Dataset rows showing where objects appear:
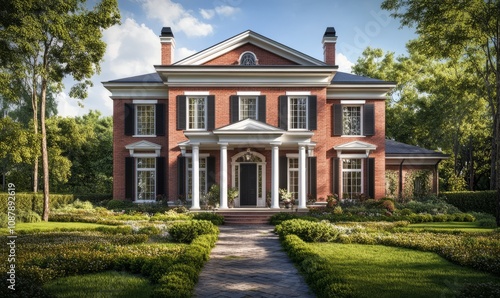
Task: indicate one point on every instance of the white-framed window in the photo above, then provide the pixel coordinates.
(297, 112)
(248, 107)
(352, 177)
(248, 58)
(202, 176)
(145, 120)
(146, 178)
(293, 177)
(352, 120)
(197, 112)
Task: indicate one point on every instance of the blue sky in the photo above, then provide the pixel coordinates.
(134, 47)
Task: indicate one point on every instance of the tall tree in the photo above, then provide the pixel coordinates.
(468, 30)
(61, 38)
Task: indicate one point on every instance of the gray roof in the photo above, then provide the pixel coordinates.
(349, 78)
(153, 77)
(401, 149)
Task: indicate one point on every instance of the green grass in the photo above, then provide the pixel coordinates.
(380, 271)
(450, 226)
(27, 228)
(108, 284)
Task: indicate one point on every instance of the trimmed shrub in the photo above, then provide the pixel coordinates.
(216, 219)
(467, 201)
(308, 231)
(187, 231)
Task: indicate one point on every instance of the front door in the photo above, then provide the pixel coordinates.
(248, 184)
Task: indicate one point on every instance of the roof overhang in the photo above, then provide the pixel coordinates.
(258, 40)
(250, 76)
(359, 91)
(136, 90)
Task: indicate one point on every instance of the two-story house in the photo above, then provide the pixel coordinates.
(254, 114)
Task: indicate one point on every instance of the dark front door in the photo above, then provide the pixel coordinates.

- _EXERCISE AIM_
Rewrite every line of the listing above as a numbered list, skipping blank lines and leaving out any pictures.

- _TASK RESPONSE_
1. Task: indicate one point on every instance of the white-framed window in the photo above, then provide the pixel coordinates.
2. (297, 112)
3. (248, 107)
4. (352, 177)
5. (248, 58)
6. (202, 176)
7. (145, 120)
8. (146, 178)
9. (293, 177)
10. (352, 120)
11. (197, 112)
12. Task: indicate one point on every instance of the blue sky in the photo above, then provide the pixel coordinates.
13. (134, 47)
14. Task: indicate one point on every instance of the tall tree in the photo above, then provide the pixel coordinates.
15. (468, 30)
16. (61, 38)
17. Task: indicate one point on every instance of the gray roof in the photo above, then provide the pixel coordinates.
18. (349, 78)
19. (153, 77)
20. (401, 149)
21. Task: indicate one point on every instance of the green grass in the photo above, then provide the pixel coordinates.
22. (380, 271)
23. (450, 226)
24. (27, 228)
25. (108, 284)
26. Task: indicate one point on every instance of the trimmed shrub in the photo above, then provide the pixel coordinates.
27. (216, 219)
28. (467, 201)
29. (308, 231)
30. (187, 231)
31. Task: indicate one point on every instance of the front door in the photo above, then provide the pixel coordinates.
32. (248, 184)
33. Task: indicate one point on every instance of the roof overhang in the photo above, then provide the pixel coordinates.
34. (258, 40)
35. (250, 76)
36. (359, 91)
37. (136, 90)
38. Task: indicate one point on every instance of the two-story house in the photo above, then provide the pixel coordinates.
39. (254, 114)
40. Task: indicate one point on every instance of the dark front door in the photo above, then provide the pixel coordinates.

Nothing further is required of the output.